### REQUIREMENT
Copy the complete passage below on gastrointestinal pernicious fevers in malaria, word for word.
--- TEXT ---
After the nervous system, the gastro intestinal tract is the most frequent seat of severe symptoms in pernicious malaria .

We have already mentioned (p. 262), in describing the general symptoms of pernicious infections, that vomiting, diarrhea, epigastric pain, and icterus were frequent occurrences. When these symptoms become conspicuous, we speak of a bilious remittent fever. This form becomes pernicious only on the occurrence of special complications.

In addition to this form we differentiate, since Torti's time, several others associated with prominent participation of the digestive tract, which become threatening through the occurrence of algid symptoms. These frequently take on the mask of other infectious diseases affecting the intestine.

These gastro intestinal pernicious fevers are endemic, especially in the tropics, and we owe the majority of our modern descriptions to French or English marine or military physicians, who had the opportunity of studying them in the colonies.

They occur also in southern malarial regions, as Algeria, Italy, etc., but less frequently, and are there usually characterized by less severe symptoms. In past centuries they were more common in these regions, as is proved by Torti's communication, in which they are given considerable space.

They played their most important role, before the days of accurate microscopic diagnosis, in India, Cochin China, Senegal, and Madagascar.

The diagnosis was extremely difficult, especially in countries like India, where other intestinal diseases, as cholera and dysentery, are endemic. This difficulty of diagnosis was so great that entire epidemics or endemics sometimes passed without the physician being able to agree whether they were this, that, or the other disease. It is to be hoped that now, with the general spread of the knowledge of malarial parasites, this confusion of the tropical fevers will be rapidly cleared up.
--- SOURCE MATERIAL ---
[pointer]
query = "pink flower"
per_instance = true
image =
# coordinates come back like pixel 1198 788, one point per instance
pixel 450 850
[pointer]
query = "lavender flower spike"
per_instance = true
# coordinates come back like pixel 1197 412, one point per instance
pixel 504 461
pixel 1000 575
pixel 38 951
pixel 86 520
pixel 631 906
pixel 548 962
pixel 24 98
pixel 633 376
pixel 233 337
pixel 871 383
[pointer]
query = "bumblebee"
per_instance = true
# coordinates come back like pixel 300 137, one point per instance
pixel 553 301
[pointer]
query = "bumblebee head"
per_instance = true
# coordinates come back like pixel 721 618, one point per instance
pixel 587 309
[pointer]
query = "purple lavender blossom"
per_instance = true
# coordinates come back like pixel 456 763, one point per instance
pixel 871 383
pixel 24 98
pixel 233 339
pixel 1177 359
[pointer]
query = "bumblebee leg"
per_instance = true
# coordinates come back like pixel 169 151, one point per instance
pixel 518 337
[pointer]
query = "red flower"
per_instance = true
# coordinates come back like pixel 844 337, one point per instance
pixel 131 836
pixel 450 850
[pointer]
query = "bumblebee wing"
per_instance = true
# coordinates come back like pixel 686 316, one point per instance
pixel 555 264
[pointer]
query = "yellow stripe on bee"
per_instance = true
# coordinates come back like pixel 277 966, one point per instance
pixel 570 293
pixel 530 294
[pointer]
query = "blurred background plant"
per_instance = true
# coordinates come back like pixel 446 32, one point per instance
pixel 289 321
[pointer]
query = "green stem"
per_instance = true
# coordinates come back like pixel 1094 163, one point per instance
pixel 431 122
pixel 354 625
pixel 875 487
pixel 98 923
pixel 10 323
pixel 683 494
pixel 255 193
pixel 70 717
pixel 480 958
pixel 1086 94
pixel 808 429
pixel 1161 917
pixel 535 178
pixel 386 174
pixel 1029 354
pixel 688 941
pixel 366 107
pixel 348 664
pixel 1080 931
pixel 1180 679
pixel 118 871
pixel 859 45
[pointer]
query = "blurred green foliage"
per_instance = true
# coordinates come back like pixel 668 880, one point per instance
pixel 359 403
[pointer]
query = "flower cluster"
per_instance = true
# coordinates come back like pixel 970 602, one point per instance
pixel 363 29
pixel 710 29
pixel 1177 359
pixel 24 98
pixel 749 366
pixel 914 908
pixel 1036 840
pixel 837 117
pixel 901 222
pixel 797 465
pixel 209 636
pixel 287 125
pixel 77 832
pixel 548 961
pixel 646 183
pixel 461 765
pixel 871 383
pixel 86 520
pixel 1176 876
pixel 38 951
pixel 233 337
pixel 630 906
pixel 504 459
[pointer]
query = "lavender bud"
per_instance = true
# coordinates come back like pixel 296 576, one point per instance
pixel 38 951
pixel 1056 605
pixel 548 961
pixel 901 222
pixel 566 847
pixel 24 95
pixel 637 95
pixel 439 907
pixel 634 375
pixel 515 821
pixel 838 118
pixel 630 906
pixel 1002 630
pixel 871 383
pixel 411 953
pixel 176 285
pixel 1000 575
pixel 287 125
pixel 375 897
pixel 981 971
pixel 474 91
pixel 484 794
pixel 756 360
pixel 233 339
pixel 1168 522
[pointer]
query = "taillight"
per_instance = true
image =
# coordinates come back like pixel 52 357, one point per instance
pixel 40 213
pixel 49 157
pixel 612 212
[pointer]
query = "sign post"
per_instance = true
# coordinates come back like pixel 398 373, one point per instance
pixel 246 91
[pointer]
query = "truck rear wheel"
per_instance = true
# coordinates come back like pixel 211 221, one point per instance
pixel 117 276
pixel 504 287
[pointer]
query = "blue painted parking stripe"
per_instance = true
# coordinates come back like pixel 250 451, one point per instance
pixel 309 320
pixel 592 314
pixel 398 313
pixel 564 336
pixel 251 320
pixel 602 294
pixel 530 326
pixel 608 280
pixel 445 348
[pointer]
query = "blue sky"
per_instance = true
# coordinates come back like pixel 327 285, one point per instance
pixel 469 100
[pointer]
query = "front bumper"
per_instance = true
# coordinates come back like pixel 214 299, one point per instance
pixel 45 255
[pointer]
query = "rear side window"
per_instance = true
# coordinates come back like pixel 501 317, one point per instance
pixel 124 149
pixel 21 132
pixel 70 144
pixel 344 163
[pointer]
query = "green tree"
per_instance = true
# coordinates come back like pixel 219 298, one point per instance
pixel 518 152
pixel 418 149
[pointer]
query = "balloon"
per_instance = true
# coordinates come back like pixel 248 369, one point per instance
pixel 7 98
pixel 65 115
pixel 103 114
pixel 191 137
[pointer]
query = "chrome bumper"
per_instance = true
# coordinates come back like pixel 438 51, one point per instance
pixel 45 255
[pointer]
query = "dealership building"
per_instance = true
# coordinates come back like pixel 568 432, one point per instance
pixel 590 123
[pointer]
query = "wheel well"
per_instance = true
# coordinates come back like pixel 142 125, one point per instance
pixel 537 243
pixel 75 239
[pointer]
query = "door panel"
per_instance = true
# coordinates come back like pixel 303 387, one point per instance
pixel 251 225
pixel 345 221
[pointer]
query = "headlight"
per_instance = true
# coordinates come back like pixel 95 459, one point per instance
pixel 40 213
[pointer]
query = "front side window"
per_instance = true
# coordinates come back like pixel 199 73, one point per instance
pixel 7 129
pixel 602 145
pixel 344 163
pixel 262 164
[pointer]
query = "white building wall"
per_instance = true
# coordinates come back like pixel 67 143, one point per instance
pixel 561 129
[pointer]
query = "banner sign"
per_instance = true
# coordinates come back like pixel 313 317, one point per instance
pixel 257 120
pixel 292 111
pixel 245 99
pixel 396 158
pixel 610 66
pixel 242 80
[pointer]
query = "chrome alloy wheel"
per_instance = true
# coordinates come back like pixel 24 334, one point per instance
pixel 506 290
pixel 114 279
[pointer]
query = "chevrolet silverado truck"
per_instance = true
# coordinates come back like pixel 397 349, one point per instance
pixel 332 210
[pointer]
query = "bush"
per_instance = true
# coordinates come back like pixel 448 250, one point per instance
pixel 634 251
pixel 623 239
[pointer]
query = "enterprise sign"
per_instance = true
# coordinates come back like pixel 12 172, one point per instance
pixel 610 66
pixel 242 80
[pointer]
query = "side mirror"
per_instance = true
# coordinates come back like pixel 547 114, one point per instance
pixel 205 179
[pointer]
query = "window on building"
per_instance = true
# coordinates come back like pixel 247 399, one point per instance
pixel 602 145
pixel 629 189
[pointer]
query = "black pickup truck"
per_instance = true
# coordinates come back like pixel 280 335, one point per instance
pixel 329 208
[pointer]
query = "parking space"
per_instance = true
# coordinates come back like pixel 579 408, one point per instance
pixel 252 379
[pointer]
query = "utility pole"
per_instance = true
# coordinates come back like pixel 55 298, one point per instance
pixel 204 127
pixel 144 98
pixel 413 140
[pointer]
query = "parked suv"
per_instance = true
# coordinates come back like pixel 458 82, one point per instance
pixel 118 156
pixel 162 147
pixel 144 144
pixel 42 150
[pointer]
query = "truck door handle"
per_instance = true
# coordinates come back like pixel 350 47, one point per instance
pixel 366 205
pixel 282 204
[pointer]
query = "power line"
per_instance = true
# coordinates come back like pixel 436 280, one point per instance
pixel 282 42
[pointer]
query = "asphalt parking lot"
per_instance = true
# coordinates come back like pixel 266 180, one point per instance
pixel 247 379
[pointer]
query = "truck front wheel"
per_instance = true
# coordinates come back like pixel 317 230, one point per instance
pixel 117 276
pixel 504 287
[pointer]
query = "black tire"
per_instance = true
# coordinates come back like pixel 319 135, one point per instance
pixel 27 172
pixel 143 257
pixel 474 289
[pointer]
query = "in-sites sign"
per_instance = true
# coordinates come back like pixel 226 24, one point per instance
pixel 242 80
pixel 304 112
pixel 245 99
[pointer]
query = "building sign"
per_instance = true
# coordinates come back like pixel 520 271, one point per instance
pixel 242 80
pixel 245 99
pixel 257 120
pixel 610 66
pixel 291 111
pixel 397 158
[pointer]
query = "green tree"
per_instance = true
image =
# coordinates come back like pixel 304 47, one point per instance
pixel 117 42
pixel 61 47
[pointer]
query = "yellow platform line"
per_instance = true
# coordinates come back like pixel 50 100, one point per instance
---
### EXPECTED ANSWER
After the nervous system, the gastro intestinal tract is the most frequent seat of severe symptoms in pernicious malaria .

We have already mentioned (p. 262), in describing the general symptoms of pernicious infections, that vomiting, diarrhea, epigastric pain, and icterus were frequent occurrences. When these symptoms become conspicuous, we speak of a bilious remittent fever. This form becomes pernicious only on the occurrence of special complications.

In addition to this form we differentiate, since Torti's time, several others associated with prominent participation of the digestive tract, which become threatening through the occurrence of algid symptoms. These frequently take on the mask of other infectious diseases affecting the intestine.

These gastro intestinal pernicious fevers are endemic, especially in the tropics, and we owe the majority of our modern descriptions to French or English marine or military physicians, who had the opportunity of studying them in the colonies.

They occur also in southern malarial regions, as Algeria, Italy, etc., but less frequently, and are there usually characterized by less severe symptoms. In past centuries they were more common in these regions, as is proved by Torti's communication, in which they are given considerable space.

They played their most important role, before the days of accurate microscopic diagnosis, in India, Cochin China, Senegal, and Madagascar.

The diagnosis was extremely difficult, especially in countries like India, where other intestinal diseases, as cholera and dysentery, are endemic. This difficulty of diagnosis was so great that entire epidemics or endemics sometimes passed without the physician being able to agree whether they were this, that, or the other disease. It is to be hoped that now, with the general spread of the knowledge of malarial parasites, this confusion of the tropical fevers will be rapidly cleared up.